• _Source data_
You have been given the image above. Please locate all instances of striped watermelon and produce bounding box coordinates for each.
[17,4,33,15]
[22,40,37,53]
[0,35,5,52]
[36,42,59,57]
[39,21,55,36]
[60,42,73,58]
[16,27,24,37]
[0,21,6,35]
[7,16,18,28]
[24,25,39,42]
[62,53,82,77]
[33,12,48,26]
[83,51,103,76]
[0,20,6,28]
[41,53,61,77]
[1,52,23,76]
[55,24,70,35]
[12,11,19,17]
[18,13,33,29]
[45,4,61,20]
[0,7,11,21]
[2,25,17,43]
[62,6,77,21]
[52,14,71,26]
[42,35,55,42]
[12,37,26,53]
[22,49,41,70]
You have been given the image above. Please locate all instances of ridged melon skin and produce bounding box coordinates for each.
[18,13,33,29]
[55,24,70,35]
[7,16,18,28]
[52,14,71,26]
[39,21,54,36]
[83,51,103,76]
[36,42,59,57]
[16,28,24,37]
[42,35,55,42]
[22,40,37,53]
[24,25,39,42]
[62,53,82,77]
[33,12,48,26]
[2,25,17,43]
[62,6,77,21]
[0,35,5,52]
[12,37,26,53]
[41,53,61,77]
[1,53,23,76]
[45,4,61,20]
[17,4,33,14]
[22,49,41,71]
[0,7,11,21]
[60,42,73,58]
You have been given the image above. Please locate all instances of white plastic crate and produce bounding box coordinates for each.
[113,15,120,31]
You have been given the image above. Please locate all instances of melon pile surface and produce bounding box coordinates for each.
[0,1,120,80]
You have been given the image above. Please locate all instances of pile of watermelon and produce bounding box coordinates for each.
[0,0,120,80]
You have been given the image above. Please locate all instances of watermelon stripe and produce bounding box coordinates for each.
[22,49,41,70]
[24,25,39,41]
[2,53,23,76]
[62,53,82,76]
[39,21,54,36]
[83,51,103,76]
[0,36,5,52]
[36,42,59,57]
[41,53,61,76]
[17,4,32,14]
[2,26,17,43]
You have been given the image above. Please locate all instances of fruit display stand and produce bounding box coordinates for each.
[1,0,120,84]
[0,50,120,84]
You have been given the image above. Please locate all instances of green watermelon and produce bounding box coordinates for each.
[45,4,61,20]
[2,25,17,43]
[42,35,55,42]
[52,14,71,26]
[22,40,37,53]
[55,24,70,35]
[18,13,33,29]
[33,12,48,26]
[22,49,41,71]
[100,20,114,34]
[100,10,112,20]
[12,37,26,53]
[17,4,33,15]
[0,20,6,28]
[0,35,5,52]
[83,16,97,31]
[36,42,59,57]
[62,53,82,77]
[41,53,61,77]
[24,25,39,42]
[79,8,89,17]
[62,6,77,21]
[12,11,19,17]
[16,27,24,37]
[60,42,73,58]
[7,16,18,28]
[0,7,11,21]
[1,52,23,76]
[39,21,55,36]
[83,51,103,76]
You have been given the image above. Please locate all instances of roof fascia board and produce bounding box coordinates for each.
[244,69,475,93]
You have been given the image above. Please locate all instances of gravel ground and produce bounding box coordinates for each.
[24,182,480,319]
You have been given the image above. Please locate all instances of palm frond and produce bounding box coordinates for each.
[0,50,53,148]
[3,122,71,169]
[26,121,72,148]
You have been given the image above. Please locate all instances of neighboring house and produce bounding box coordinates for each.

• _Your assignment_
Repeat the material above in full, exactly as it stands.

• _Reply to the exercise_
You have been given the image above. Please locate all instances of striped watermelon and produce bounding box coordinates for each.
[17,4,33,15]
[22,40,37,53]
[0,35,5,52]
[36,42,59,57]
[39,21,55,36]
[60,42,73,58]
[16,27,24,37]
[0,21,6,35]
[7,16,18,28]
[24,25,39,42]
[62,53,82,77]
[33,12,48,26]
[83,51,103,76]
[0,20,6,28]
[41,53,61,77]
[1,52,23,76]
[55,24,70,35]
[12,11,19,17]
[18,13,33,29]
[45,4,61,20]
[0,7,11,21]
[2,25,17,43]
[62,6,77,21]
[52,14,71,26]
[42,35,55,42]
[12,37,26,53]
[22,49,41,70]
You have been given the image above. Please locate all instances of ridged melon skin and produce bounding box coordinates for each.
[18,13,33,29]
[55,24,70,35]
[7,16,18,28]
[52,14,71,26]
[39,21,54,36]
[83,51,103,76]
[36,42,59,57]
[16,28,24,37]
[42,35,55,42]
[22,40,37,53]
[24,25,39,42]
[62,53,82,77]
[33,12,48,26]
[2,25,17,43]
[62,6,77,21]
[0,35,5,52]
[12,37,26,53]
[41,53,61,77]
[1,53,23,76]
[45,4,61,20]
[17,4,33,14]
[22,49,41,71]
[0,7,11,21]
[60,42,73,58]
You have been given the image above. Please locate all instances of white plastic crate and produce bounding box coordinates for each.
[113,15,120,31]
You have been given the image above. Please locate all instances of melon pile surface and produce bounding box coordinates for each.
[0,1,120,80]
You have been given the image above. Please locate all instances of pile of watermelon and produce bounding box coordinates for each.
[0,0,120,80]
You have been given the image above. Please locate all instances of watermelon stripe and produce bounding box coordinates for each.
[22,49,41,70]
[24,25,39,41]
[2,53,23,76]
[62,53,82,76]
[39,21,54,36]
[83,51,103,76]
[0,36,5,52]
[36,42,59,57]
[41,53,61,76]
[17,4,32,14]
[2,26,17,43]
You have been given the image above. Please locate all instances of fruit display stand and produce bounding box coordinates for each.
[1,0,120,84]
[0,50,120,84]
You have been given the image above. Please locate all instances of green watermelon and produce bounding box coordinates for each.
[45,4,61,20]
[2,25,17,43]
[42,35,55,42]
[52,14,71,26]
[22,40,37,53]
[55,24,70,35]
[18,13,33,29]
[33,12,48,26]
[22,49,41,71]
[100,20,114,34]
[100,10,112,20]
[12,37,26,53]
[17,4,33,15]
[0,20,6,28]
[0,35,5,52]
[83,16,97,31]
[36,42,59,57]
[62,53,82,77]
[41,53,61,77]
[24,25,39,42]
[79,8,89,17]
[62,6,77,21]
[12,11,19,17]
[16,27,24,37]
[60,42,73,58]
[7,16,18,28]
[0,7,11,21]
[1,52,23,76]
[39,21,55,36]
[83,51,103,76]
You have been given the image above. Please locate all instances of roof fascia board and produce bounding box coordinates for each.
[244,69,475,93]
You have been given the image above. Please locate all instances of gravel ground and produce bounding box coordinates for each.
[24,182,480,319]
You have been given the image above. Please locate all instances of palm frond and produce bounding box coordinates for each.
[0,50,53,148]
[3,122,71,169]
[26,121,72,148]
You have been given the image above. Please locate all instances of neighboring house and produce bounding box coordinates for each.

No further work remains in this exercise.